#### [DOCUMENT SEGMENT]
-- Start --
This was revealed by Basic Education Minister Angie Motshekga this week when she was responding to parliamentary questions posed by DA MP Desiree van der Walt.

Motshekga said she obtained the data from the Department of Health, showing that KwaZulu-Natal again recorded the highest number of teenage pregnancies at 24 230.

Hot on the heels of KwaZulu-Natal is Gauteng with 13 814 teenage pregnancies, Eastern Cape with 12 582, Limpopo with 11 287 and Mpumalanga with 8 840.

The Western Cape recorded 6 543 teenage pregnancies, North West 5 635, Free State 4 444 and Northern Cape 2 662.

The figures appear fewer than those recorded by Statistics South Africa three months ago.

StatsSA had in March that annual data on live births recorded in the country found that a total of 106 383 births registered at the Department of Home Affairs occurred among adolescents in 2019.

It also found 129 223 births were delivered by adolescents in public health facilities.

Motshekga said schools were required to provide an environment where all pregnant learners could access professional advice, referrals, treatment, care, counselling and support.
-- End --
#### [TASK INSTRUCTIONS]
A: Print the passage of the teenage pregnancy article between "StatsSA had in" and "public health facilities.", inclusive.
B: Answer these questions from the teenage pregnancy article:
(i) Which province recorded the most teenage pregnancies, and how many?
(ii) How many teenage pregnancies did the Northern Cape record?
(iii) According to StatsSA, how many births were delivered by adolescents in public health facilities?
The rows that come after this text have no connection to it.

#### [DATA EXCERPTS]
-- Start --
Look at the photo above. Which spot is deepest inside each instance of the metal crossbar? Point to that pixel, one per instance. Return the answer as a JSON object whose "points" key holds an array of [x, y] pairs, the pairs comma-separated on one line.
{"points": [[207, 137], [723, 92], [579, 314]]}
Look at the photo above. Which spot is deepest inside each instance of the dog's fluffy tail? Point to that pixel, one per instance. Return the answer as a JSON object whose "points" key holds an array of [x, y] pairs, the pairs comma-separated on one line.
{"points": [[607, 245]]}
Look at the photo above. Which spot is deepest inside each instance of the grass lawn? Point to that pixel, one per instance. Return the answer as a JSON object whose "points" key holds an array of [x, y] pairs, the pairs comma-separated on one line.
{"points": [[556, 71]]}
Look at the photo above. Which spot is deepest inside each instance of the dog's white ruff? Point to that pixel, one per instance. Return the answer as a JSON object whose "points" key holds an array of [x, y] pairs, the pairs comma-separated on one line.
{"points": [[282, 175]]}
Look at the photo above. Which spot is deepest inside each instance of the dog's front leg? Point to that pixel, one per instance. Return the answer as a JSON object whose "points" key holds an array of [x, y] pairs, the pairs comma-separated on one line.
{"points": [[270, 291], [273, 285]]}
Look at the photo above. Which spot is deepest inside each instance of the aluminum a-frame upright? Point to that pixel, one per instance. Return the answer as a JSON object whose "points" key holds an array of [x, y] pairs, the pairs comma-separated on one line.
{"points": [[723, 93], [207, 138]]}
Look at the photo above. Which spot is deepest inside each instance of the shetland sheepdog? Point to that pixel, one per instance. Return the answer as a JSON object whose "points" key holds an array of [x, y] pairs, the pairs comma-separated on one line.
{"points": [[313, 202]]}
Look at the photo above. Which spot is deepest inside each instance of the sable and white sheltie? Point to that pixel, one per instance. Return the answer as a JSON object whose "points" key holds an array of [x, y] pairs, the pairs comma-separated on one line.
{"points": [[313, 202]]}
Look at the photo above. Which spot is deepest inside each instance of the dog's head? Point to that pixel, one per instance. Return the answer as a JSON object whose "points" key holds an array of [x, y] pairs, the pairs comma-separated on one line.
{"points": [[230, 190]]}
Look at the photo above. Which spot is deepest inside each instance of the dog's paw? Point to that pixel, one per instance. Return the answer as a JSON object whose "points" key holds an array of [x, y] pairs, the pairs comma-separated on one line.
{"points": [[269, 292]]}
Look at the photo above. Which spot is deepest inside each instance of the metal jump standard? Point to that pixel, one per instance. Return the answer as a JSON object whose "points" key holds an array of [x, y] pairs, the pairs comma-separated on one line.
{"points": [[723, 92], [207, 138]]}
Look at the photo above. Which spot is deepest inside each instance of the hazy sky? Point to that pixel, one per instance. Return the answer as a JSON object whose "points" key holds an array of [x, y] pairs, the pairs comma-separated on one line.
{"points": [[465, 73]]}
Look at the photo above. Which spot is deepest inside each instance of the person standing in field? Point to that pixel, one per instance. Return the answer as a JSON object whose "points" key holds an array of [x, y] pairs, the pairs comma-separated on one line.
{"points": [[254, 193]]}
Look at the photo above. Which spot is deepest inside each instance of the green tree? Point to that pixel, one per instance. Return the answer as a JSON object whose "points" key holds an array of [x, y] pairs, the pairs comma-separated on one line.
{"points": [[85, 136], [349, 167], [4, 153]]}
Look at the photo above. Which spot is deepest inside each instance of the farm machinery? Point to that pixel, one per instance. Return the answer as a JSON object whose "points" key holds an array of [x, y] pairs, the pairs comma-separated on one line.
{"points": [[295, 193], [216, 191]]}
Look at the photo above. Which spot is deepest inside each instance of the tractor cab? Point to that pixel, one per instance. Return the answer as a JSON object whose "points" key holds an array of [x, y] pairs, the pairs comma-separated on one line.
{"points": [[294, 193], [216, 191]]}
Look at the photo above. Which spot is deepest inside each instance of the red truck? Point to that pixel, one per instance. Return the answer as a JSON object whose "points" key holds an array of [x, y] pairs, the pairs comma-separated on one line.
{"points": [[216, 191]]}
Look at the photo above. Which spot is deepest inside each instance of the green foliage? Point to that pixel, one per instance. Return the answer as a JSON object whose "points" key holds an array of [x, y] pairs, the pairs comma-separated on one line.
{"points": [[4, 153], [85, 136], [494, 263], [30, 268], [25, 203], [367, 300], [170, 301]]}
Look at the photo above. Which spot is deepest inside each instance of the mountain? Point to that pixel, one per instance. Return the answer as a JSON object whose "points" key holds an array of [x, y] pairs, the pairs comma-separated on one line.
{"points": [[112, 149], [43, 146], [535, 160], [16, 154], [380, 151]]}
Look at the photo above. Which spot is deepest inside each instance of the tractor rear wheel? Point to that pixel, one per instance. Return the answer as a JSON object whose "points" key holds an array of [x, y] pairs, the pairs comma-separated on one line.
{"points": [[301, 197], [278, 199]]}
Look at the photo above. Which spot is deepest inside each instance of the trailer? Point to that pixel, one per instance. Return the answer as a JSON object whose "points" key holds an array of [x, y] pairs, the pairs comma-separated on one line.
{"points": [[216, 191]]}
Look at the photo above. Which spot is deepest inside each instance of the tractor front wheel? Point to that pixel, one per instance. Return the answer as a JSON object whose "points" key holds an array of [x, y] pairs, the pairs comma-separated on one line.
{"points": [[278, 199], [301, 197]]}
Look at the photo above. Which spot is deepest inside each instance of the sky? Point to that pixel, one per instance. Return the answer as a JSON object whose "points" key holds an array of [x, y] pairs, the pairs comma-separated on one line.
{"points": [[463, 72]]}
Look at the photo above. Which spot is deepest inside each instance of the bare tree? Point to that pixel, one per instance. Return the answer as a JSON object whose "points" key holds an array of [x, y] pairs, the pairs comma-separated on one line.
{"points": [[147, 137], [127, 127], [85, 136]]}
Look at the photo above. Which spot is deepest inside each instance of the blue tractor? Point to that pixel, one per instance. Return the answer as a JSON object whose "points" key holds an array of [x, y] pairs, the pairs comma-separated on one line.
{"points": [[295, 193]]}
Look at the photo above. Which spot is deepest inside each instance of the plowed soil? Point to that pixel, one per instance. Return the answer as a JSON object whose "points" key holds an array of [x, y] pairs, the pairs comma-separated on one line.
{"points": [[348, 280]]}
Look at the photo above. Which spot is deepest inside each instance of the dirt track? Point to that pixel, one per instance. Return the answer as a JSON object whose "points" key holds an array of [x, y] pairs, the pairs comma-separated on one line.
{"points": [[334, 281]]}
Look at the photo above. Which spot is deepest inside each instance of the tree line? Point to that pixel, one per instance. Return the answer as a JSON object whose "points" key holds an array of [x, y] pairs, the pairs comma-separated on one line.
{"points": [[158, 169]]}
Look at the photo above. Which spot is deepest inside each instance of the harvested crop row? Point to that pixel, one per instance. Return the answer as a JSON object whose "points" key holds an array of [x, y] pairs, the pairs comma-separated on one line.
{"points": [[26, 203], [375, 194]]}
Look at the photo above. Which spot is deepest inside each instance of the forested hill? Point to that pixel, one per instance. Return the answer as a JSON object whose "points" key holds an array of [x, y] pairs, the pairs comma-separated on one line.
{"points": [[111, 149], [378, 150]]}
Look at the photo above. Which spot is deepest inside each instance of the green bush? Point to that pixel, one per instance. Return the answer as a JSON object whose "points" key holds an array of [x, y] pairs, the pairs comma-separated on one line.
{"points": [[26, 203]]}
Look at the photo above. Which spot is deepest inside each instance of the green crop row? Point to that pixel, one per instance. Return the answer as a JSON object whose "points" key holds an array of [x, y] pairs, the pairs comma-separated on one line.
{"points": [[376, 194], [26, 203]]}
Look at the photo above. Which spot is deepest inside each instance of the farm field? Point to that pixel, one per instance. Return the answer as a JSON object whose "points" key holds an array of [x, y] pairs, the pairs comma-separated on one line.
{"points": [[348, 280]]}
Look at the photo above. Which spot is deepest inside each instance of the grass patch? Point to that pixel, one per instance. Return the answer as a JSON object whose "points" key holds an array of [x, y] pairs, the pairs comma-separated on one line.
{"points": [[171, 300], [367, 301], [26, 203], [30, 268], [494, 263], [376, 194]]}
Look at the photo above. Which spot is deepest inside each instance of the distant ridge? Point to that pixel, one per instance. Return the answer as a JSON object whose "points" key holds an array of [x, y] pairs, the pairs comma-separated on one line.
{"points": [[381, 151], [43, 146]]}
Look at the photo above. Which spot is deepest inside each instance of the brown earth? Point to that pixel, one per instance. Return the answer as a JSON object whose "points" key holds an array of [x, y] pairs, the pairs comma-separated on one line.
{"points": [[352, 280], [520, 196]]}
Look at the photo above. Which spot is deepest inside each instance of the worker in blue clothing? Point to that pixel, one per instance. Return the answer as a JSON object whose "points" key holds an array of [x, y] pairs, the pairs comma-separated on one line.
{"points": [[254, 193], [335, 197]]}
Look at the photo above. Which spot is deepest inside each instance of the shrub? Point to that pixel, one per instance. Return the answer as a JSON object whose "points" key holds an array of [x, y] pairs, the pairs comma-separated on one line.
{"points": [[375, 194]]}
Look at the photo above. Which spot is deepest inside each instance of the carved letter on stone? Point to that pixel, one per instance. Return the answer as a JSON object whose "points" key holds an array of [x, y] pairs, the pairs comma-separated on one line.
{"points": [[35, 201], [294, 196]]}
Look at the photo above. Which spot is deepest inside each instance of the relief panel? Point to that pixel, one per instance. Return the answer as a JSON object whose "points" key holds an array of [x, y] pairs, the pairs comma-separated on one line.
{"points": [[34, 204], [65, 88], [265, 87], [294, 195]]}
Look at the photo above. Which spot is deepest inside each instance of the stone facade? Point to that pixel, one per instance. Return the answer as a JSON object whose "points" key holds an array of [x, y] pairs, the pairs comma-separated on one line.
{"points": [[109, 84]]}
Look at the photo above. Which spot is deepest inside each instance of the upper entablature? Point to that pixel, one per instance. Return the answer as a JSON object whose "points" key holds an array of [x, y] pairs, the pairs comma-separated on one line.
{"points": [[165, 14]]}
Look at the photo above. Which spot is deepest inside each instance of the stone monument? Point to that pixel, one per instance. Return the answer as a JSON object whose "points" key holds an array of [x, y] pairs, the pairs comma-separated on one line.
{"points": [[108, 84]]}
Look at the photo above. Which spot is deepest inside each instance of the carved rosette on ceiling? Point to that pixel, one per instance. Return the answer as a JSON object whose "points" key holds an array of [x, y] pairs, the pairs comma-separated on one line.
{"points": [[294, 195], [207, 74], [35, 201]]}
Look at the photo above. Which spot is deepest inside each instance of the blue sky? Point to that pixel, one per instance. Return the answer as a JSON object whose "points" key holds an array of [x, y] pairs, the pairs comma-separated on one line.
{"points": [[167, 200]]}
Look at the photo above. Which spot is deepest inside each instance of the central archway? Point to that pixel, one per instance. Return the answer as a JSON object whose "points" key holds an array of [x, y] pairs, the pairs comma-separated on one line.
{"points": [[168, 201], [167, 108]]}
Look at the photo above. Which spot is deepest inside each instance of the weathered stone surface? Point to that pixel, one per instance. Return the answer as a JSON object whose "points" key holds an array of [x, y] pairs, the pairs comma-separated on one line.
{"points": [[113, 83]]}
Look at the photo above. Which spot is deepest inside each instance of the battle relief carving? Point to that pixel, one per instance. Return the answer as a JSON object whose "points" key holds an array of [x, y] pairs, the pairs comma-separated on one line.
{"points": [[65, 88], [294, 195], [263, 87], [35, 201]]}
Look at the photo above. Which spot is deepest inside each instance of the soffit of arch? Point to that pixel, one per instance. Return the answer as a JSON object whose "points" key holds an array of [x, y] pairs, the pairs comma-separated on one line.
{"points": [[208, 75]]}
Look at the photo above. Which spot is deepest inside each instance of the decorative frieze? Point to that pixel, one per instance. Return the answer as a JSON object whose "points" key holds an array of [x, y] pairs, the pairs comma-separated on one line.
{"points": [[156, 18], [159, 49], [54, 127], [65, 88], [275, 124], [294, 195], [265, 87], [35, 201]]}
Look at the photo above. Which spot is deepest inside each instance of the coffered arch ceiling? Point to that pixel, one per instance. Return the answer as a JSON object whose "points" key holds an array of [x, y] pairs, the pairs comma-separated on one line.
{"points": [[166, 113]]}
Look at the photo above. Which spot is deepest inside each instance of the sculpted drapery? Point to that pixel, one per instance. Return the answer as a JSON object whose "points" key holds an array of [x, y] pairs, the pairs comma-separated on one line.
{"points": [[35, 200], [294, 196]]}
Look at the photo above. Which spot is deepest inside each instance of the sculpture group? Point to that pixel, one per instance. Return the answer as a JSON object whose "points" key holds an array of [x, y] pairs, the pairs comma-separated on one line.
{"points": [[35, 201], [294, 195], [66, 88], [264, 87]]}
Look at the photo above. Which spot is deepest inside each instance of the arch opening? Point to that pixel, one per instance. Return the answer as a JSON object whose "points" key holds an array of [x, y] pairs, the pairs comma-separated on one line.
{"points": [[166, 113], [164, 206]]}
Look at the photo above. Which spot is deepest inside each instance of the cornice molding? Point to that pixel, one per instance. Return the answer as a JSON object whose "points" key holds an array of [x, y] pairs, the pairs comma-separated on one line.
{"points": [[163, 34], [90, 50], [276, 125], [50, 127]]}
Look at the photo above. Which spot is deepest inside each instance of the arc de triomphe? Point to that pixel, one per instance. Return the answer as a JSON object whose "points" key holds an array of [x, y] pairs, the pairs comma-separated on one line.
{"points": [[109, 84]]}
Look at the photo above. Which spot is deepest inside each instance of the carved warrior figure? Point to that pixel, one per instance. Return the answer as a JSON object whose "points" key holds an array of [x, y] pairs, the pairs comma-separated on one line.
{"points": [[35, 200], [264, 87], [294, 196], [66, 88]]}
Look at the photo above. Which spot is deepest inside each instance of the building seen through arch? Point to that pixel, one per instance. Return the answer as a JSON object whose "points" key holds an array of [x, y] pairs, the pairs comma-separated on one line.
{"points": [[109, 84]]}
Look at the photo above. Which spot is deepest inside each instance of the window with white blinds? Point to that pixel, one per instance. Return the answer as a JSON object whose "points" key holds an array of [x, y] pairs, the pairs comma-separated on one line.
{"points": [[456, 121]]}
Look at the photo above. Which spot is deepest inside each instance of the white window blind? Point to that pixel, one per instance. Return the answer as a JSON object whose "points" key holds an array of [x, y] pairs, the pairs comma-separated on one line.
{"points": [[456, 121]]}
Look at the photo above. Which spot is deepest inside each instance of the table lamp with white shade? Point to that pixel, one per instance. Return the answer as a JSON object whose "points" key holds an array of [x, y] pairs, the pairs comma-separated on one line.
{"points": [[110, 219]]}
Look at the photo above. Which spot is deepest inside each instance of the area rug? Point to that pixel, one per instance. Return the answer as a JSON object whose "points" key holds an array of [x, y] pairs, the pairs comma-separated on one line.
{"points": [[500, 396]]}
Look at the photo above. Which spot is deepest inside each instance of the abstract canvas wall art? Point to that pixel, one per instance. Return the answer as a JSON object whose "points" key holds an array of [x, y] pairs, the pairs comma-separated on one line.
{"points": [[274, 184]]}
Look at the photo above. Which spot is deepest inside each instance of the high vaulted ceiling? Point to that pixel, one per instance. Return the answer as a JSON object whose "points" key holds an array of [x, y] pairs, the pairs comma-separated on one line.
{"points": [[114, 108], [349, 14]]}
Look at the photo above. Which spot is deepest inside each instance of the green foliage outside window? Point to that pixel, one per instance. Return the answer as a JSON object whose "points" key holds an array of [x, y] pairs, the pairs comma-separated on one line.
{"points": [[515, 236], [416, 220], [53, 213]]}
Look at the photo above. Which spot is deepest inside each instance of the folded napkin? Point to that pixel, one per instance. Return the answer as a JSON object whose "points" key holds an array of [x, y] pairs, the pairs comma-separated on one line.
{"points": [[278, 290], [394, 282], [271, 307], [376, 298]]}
-- End --
#### [FINAL ANSWERS]
A:
StatsSA had in March that annual data on live births recorded in the country found that a total of 106 383 births registered at the Department of Home Affairs occurred among adolescents in 2019.

It also found 129 223 births were delivered by adolescents in public health facilities.

B:
(i) KwaZulu-Natal, with 24 230.
(ii) 2 662.
(iii) 129 223.